:: Source passage ::
>>>

Relation between core DOM and HTML DOM

This might belong on Don's 'grey areas' list, but I think the issue is a
bit more fundamental.

The REC doesn't (unless I've missed it) give any advice on the
relationship between HTML DOM classes and core DOM classes. On the face
of it the HTML classes are, roughly speaking, convenience classes,
supplying convenience methods over and above those provided by the core.
If that were the case then we ought to expect that the following two
DOMs ought to be, to all intents and purposes, equivalent ...

<<<

:: Objective A ::
Copy the listing from its first line through the line containing "25], [280, 65]]", including both of those lines, and leave the pictures out.
The forum post and the listing come from separate, unrelated sources.

Segmentation annotation records
>>>

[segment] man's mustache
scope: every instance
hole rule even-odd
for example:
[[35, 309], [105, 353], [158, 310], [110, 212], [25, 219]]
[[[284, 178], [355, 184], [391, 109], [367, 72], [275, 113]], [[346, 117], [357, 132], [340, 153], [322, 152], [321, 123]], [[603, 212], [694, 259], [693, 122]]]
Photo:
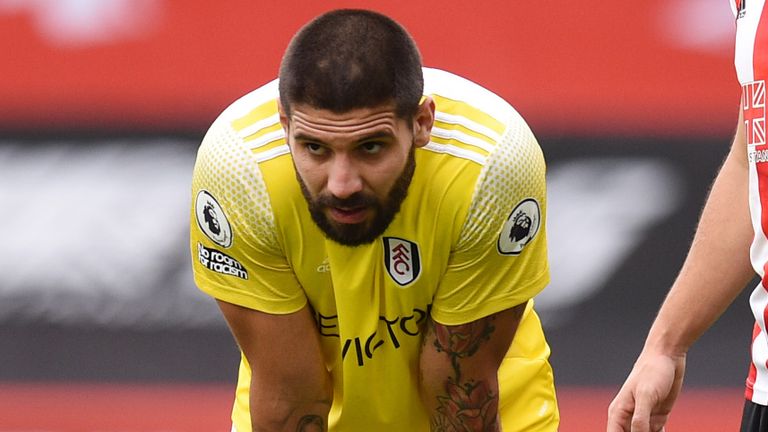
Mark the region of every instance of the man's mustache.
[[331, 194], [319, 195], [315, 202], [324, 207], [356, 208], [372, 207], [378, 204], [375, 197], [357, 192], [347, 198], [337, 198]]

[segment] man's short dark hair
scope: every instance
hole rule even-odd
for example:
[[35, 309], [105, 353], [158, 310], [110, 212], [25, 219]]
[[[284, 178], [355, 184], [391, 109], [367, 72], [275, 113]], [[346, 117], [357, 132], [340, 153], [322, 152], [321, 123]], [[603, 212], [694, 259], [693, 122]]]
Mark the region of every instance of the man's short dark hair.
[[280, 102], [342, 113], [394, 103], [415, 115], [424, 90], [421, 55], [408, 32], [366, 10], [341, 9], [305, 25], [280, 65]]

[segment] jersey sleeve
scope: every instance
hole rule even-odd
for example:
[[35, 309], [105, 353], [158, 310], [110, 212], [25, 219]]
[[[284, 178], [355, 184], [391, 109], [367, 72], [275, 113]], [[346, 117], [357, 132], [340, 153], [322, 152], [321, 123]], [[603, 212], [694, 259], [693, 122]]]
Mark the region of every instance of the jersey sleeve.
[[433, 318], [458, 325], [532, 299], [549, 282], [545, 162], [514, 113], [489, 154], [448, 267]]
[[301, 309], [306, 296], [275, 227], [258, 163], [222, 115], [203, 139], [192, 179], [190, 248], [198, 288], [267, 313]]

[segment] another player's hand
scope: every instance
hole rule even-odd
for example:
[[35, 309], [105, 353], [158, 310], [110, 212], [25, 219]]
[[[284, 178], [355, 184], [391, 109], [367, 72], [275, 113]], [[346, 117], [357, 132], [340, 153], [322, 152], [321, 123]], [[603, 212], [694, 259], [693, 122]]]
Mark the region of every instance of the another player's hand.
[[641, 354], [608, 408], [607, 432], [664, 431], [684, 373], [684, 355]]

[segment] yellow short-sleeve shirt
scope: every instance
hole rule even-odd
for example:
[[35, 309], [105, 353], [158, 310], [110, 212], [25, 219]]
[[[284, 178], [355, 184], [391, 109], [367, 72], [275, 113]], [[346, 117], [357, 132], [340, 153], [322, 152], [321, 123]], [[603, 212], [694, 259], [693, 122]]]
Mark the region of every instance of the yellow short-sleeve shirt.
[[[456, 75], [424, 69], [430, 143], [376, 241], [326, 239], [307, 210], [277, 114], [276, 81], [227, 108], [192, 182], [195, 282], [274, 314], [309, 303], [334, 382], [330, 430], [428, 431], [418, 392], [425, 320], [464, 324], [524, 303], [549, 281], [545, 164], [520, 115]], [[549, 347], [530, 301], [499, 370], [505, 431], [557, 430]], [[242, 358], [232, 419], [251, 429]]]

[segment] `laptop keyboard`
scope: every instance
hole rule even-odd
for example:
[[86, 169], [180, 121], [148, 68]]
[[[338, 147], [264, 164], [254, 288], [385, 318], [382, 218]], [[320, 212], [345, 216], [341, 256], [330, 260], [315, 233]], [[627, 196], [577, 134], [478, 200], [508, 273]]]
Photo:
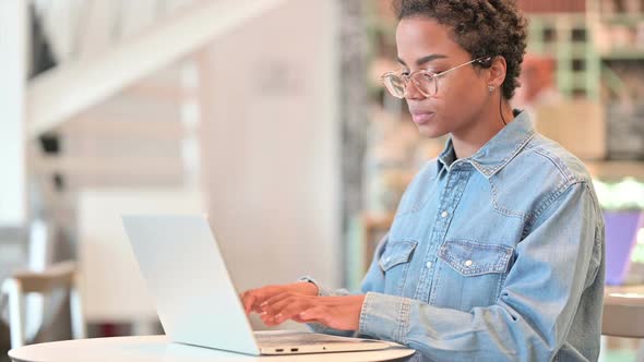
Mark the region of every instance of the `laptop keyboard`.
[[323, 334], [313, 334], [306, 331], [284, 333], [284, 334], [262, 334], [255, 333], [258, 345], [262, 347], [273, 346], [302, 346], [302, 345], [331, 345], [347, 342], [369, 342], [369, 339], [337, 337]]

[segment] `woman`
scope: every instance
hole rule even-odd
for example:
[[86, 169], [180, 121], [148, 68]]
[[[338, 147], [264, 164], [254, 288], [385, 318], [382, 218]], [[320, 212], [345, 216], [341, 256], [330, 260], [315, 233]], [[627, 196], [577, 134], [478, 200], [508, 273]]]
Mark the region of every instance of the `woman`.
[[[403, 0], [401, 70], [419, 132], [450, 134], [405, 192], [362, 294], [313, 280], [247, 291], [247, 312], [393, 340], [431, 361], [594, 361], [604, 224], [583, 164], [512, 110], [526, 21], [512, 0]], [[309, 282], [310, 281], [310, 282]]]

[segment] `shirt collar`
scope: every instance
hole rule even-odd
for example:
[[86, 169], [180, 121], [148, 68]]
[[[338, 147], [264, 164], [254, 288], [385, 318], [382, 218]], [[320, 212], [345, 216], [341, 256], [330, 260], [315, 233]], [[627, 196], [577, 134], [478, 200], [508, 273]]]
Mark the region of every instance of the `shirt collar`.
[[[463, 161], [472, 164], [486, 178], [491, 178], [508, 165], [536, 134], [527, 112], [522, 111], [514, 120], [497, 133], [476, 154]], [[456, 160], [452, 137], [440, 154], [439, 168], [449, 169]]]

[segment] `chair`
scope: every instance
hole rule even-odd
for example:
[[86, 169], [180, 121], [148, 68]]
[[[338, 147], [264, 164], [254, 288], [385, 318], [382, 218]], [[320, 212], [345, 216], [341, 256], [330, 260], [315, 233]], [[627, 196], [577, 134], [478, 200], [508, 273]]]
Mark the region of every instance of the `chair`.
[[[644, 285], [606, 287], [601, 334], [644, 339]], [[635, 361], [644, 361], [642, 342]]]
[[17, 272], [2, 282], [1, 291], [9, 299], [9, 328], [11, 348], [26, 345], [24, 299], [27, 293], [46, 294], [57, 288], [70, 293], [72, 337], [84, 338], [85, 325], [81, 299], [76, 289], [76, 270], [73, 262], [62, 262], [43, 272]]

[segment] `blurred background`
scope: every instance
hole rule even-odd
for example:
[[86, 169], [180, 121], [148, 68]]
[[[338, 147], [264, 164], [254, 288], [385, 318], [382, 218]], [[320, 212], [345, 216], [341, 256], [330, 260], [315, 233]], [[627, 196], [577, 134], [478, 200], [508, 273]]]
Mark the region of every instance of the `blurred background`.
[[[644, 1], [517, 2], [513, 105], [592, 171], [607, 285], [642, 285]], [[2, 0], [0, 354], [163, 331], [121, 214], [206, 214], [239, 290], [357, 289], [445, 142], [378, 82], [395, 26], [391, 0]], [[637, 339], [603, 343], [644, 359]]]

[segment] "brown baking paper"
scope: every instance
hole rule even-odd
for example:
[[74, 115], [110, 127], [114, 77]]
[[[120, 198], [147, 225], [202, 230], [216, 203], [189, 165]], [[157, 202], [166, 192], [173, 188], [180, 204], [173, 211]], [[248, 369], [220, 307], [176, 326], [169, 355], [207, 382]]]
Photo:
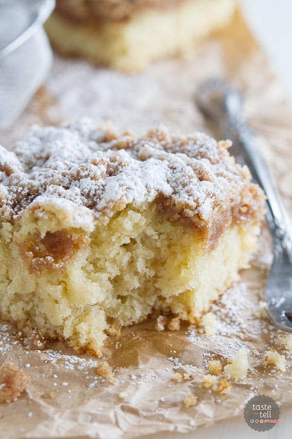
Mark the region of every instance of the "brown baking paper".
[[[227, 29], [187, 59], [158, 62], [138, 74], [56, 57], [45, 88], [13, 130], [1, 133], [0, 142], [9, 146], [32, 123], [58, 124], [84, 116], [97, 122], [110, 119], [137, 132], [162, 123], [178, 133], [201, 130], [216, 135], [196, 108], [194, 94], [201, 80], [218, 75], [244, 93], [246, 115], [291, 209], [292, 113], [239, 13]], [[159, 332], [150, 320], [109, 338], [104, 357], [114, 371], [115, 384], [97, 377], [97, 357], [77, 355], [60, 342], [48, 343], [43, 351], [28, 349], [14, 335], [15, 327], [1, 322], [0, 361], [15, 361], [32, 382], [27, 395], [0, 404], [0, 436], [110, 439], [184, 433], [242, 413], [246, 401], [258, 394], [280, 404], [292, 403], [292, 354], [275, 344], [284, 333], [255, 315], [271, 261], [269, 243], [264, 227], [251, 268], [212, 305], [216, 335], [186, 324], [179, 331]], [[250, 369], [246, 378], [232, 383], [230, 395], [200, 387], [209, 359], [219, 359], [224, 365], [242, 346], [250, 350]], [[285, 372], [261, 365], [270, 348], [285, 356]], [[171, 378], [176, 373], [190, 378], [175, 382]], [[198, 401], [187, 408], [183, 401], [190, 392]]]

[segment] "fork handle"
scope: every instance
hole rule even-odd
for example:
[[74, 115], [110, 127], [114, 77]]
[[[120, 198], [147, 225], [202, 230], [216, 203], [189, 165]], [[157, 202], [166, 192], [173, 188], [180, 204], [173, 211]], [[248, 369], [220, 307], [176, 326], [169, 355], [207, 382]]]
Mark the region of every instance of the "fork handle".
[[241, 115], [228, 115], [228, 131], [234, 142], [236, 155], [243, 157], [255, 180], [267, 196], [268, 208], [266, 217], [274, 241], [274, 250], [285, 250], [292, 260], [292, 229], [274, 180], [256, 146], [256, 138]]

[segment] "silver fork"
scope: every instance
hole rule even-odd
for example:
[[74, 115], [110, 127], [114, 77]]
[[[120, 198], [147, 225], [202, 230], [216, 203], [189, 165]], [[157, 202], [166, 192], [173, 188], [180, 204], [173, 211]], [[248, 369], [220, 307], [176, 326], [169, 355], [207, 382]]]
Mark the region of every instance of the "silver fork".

<<<

:: Objective B ::
In the forum post, what does the REC not give advice on?

:: Full solution A ::
[segment] man's mustache
scope: every instance
hole rule even-odd
for example:
[[35, 309], [105, 353], [158, 310], [110, 212], [25, 219]]
[[[284, 178], [355, 184], [391, 109], [367, 72], [275, 113]], [[346, 117], [357, 132], [340, 153], [322, 152], [321, 123]], [[603, 212], [694, 259], [693, 122]]]
Photo:
Mark the region of every instance of the man's mustache.
[[331, 194], [319, 195], [315, 202], [324, 207], [356, 208], [372, 207], [378, 204], [375, 197], [357, 192], [347, 198], [337, 198]]

[segment] man's short dark hair
scope: every instance
hole rule even-odd
for example:
[[35, 309], [105, 353], [158, 310], [110, 212], [25, 219]]
[[[284, 178], [355, 184], [391, 109], [367, 72], [275, 113]], [[346, 117], [357, 132], [340, 153], [322, 152], [321, 123]], [[603, 212], [694, 259], [693, 122]]]
Mark the region of every instance of the man's short dark hair.
[[280, 102], [342, 113], [394, 103], [415, 115], [424, 90], [421, 55], [408, 32], [366, 10], [341, 9], [305, 25], [280, 65]]

:: Full solution B ::
The relationship between HTML DOM classes and core DOM classes.